* **Task to carry out**
Lines before the one with "green tree | get-box --all" are left out; return that line and all that follow it, exactly, through the end of the data.
(Available data)
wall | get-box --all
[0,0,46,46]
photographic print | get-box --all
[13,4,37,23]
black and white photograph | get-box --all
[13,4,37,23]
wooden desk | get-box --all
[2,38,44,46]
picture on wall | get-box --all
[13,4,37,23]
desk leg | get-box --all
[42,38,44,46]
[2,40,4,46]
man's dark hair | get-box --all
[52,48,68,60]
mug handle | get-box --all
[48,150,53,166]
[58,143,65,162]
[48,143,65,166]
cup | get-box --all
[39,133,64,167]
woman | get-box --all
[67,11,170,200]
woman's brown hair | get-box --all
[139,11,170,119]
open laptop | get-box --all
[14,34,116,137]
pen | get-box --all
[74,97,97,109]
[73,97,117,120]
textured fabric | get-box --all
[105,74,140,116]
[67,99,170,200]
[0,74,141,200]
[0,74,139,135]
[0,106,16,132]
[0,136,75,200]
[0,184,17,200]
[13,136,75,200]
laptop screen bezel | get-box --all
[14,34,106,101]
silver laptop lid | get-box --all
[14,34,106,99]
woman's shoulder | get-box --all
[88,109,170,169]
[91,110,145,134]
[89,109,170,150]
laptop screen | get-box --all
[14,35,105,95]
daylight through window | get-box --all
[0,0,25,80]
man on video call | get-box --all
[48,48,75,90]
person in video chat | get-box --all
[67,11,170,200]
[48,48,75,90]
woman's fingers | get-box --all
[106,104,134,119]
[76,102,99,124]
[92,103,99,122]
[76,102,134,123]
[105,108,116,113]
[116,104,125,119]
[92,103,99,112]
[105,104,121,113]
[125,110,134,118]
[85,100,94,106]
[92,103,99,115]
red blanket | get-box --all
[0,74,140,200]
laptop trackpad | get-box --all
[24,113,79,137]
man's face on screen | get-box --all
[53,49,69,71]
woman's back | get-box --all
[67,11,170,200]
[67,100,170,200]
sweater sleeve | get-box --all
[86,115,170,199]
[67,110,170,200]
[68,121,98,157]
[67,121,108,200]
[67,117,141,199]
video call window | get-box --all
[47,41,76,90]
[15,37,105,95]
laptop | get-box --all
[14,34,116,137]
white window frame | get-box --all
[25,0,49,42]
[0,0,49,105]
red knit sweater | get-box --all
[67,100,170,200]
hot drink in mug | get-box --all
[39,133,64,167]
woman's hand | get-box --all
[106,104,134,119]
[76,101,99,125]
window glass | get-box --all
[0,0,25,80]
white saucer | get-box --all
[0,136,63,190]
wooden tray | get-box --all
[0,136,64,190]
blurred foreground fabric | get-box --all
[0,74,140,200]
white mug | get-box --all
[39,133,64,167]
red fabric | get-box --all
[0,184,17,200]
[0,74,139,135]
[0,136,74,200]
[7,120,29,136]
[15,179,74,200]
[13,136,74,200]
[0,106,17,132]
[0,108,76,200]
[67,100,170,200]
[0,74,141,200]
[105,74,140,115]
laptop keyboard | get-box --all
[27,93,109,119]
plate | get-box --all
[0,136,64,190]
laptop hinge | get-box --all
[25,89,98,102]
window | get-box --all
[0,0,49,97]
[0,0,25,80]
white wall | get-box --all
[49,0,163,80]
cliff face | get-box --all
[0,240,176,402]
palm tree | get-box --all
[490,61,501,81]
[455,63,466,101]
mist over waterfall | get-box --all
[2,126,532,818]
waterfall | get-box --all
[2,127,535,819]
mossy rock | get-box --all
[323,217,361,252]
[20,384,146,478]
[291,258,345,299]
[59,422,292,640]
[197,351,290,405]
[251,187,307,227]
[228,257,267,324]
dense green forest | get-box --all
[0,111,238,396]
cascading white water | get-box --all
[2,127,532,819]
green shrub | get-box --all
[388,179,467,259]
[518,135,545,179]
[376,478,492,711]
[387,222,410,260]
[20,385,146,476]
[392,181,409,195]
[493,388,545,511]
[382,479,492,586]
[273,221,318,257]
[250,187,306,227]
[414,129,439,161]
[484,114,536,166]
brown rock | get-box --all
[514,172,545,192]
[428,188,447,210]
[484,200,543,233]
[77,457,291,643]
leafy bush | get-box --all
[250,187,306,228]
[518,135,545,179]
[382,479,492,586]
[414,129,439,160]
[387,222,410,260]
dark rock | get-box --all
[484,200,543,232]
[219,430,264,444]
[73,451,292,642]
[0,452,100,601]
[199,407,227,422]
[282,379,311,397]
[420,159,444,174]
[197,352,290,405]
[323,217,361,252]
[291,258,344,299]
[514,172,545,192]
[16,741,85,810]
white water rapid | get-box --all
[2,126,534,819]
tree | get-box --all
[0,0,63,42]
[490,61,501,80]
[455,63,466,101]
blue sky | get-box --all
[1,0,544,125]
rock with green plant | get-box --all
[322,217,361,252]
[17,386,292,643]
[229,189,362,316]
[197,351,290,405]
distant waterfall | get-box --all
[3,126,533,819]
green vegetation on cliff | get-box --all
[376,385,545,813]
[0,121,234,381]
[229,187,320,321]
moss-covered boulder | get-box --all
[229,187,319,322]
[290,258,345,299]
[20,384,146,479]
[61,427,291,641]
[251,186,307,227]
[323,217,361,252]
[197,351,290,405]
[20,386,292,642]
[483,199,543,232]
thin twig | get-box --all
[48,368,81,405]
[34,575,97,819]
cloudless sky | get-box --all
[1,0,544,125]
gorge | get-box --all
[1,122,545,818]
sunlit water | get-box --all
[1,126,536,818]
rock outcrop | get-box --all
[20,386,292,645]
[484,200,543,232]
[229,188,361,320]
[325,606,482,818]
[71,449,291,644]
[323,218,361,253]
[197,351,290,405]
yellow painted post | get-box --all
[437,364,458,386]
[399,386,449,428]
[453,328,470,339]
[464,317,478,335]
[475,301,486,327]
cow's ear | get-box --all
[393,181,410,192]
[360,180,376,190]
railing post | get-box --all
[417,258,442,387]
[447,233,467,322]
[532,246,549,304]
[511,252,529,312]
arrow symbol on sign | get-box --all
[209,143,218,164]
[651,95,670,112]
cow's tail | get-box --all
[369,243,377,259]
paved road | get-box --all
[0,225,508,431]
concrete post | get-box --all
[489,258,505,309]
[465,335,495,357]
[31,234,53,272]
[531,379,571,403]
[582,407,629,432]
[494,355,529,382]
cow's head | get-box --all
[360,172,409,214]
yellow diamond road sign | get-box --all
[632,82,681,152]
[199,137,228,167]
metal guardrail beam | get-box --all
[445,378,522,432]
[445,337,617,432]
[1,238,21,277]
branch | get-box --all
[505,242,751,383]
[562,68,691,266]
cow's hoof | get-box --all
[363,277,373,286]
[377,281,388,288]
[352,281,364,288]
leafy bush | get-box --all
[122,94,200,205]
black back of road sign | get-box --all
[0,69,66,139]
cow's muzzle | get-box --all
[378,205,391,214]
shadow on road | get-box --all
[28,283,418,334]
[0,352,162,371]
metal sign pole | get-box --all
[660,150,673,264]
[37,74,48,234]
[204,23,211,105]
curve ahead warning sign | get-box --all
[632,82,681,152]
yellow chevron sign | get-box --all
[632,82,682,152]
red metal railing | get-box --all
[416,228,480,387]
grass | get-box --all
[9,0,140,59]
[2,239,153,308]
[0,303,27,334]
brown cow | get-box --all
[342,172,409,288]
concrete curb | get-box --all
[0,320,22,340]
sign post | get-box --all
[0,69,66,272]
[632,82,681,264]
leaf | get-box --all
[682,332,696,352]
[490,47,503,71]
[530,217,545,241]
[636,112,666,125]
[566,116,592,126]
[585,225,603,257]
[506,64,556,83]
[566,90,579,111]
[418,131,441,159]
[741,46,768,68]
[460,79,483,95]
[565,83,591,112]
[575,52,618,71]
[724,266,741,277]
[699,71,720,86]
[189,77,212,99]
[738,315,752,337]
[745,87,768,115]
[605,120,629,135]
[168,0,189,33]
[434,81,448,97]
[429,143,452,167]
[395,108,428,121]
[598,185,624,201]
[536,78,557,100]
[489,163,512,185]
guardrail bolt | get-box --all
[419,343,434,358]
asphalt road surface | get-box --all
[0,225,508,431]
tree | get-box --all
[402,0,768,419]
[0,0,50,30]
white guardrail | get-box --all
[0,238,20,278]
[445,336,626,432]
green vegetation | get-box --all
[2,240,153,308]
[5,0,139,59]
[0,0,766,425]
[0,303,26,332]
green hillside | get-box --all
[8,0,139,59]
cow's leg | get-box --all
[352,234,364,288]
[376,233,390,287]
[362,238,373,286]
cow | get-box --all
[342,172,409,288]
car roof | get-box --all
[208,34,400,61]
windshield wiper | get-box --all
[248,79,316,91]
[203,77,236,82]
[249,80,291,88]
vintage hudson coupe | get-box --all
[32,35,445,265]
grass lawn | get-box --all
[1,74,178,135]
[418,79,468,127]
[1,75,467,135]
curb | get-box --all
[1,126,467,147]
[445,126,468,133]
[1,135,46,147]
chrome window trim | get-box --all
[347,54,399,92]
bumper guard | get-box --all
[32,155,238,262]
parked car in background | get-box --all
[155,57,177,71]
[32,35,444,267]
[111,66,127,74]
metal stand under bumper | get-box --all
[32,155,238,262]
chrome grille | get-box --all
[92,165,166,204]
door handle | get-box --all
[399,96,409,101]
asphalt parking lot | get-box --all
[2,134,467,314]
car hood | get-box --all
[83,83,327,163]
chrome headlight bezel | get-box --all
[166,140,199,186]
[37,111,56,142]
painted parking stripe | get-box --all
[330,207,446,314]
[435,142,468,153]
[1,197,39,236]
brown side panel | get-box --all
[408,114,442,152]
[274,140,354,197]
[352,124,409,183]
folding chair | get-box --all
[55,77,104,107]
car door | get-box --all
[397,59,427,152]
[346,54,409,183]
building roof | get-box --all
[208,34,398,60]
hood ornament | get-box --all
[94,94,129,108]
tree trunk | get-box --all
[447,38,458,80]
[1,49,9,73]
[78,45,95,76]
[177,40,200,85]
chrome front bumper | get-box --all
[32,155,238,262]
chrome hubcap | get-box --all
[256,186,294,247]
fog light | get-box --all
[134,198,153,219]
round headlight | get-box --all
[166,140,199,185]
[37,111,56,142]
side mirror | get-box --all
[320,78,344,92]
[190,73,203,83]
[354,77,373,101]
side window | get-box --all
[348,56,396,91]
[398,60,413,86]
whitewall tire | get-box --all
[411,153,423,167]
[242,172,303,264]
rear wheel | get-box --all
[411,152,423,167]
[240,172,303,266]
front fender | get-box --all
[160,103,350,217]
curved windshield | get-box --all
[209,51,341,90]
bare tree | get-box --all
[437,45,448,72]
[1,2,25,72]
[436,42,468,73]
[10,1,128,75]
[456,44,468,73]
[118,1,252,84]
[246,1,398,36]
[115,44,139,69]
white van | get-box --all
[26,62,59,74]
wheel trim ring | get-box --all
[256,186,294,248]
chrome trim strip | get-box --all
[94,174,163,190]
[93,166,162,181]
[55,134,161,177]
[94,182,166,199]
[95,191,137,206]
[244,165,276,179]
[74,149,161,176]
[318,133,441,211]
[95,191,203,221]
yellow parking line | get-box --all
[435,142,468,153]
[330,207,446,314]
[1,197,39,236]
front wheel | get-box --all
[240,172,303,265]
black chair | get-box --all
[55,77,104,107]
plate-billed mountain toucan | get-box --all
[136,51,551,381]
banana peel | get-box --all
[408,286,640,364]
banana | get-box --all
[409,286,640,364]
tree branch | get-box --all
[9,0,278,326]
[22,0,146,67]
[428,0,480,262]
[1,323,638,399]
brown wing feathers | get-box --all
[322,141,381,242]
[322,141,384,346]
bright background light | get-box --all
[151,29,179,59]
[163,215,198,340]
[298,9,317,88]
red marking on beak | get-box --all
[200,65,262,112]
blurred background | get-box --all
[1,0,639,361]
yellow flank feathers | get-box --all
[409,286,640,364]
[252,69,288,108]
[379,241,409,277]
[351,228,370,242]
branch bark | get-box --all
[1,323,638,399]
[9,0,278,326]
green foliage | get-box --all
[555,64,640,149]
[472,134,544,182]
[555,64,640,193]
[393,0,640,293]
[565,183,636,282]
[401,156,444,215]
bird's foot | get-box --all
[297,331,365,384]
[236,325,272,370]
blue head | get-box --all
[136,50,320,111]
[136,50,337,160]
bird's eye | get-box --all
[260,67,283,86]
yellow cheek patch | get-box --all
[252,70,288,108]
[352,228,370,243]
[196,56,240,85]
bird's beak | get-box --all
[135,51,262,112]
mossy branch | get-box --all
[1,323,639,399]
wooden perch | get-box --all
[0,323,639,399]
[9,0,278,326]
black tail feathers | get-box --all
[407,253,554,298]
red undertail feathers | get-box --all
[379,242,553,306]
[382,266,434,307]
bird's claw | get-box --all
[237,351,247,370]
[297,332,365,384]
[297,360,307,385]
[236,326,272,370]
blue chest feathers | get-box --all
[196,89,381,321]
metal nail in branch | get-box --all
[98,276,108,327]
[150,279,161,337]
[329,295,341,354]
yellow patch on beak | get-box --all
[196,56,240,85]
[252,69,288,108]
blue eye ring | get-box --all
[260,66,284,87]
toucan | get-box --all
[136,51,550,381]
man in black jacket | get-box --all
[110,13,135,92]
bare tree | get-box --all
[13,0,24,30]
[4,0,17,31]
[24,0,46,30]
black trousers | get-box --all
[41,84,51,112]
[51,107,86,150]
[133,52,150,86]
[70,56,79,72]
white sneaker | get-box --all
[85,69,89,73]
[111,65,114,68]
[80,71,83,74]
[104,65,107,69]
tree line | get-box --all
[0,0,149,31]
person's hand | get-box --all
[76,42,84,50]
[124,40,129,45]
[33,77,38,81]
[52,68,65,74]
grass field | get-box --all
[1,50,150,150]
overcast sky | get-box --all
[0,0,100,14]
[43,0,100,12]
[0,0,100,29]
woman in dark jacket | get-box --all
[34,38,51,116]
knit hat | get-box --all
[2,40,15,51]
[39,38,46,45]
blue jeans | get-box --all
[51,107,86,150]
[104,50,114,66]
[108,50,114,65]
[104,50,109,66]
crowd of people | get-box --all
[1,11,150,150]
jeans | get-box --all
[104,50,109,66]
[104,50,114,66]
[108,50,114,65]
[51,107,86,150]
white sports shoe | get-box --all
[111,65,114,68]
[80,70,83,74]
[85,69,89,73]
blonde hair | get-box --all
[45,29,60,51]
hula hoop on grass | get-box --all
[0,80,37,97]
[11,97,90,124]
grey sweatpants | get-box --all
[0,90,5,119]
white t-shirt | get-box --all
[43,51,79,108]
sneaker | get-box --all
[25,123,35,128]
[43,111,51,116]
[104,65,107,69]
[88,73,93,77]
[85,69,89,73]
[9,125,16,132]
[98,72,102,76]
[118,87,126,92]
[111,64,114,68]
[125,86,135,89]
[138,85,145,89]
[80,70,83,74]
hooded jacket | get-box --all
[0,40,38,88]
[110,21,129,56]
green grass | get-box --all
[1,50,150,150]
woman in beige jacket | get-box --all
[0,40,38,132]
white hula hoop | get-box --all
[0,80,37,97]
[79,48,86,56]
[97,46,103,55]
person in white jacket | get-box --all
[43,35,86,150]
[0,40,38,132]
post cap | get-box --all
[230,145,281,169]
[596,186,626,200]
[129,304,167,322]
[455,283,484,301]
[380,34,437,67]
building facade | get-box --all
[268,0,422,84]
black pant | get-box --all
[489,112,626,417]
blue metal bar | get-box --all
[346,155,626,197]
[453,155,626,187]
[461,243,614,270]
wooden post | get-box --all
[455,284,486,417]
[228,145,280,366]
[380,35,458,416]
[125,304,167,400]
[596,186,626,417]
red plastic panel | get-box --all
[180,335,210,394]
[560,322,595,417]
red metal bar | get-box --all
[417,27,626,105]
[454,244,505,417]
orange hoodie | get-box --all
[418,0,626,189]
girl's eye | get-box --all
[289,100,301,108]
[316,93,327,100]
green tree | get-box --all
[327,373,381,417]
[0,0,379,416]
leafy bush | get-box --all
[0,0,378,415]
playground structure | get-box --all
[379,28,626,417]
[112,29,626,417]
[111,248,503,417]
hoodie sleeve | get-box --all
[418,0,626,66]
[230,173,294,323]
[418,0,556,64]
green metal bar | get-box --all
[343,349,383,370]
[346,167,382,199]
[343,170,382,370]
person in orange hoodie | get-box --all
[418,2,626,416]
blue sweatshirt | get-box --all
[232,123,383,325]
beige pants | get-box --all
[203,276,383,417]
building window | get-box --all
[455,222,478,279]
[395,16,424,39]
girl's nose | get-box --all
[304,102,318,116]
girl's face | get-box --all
(End Available data)
* **Completed task**
green tree | get-box --all
[327,373,381,417]
[0,0,379,416]
leafy bush | get-box --all
[0,0,378,415]
playground structure | get-box --all
[379,28,626,417]
[112,29,626,417]
[111,248,503,417]
hoodie sleeve | get-box --all
[418,0,626,66]
[230,173,294,323]
[418,0,556,64]
green metal bar | get-box --all
[343,349,383,370]
[346,167,382,199]
[343,170,382,370]
person in orange hoodie | get-box --all
[418,2,626,416]
blue sweatshirt | get-box --all
[232,123,383,325]
beige pants | get-box --all
[203,276,383,417]
building window | get-box --all
[455,222,478,279]
[395,16,424,39]
girl's nose | get-box --all
[304,102,318,116]
girl's face | get-box --all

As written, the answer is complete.